■ BRIEF: In the records below, find the line containing "Task: mark each instance of the man in black hat"; restate it and every later line word for word, through the last.

Segment Start: DATASET ENTRIES

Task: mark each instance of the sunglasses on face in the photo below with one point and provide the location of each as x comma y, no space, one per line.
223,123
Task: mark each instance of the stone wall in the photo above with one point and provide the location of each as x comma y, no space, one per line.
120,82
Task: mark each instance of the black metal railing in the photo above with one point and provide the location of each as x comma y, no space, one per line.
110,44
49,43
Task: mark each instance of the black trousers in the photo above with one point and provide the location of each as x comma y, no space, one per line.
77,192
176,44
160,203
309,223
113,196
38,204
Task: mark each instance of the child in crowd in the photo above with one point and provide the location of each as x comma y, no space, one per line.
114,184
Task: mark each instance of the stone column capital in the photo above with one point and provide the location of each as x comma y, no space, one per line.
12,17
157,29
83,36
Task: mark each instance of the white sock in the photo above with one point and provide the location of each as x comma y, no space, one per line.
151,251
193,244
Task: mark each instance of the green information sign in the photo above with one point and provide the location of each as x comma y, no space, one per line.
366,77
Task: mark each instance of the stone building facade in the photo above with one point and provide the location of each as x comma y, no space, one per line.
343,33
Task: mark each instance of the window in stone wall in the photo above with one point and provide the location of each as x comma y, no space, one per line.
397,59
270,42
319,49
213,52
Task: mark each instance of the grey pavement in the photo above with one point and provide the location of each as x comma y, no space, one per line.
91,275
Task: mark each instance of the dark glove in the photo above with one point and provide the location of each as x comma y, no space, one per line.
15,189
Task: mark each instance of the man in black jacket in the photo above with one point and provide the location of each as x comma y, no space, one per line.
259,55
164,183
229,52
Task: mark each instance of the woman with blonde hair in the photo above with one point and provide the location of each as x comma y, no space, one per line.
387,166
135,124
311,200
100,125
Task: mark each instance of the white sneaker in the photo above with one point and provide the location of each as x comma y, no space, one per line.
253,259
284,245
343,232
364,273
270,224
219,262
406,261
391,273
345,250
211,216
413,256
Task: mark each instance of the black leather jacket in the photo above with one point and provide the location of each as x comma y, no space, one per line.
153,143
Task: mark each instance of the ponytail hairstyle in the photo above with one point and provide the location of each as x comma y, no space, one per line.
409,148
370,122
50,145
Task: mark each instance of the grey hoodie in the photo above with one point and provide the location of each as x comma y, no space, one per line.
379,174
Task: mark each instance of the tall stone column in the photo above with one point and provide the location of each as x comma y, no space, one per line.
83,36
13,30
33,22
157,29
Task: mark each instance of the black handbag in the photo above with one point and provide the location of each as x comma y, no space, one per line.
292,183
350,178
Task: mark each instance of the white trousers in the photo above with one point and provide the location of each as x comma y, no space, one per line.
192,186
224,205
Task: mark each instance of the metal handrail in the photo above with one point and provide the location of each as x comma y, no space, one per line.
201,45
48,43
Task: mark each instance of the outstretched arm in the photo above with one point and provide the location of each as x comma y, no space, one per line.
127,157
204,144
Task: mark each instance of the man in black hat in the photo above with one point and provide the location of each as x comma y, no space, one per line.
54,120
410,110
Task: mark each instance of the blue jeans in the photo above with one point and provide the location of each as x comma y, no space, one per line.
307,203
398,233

Segment End: DATASET ENTRIES

■ ANSWER BOX:
Task: mark each instance of the man in black hat in the photo above with one point and provide the location of each as x comma y, no space, one per line.
54,120
410,110
Task: mark each instance of the blue jeans in the photo above with one point and provide the location of each as x comma y, no space, one per line.
307,203
398,233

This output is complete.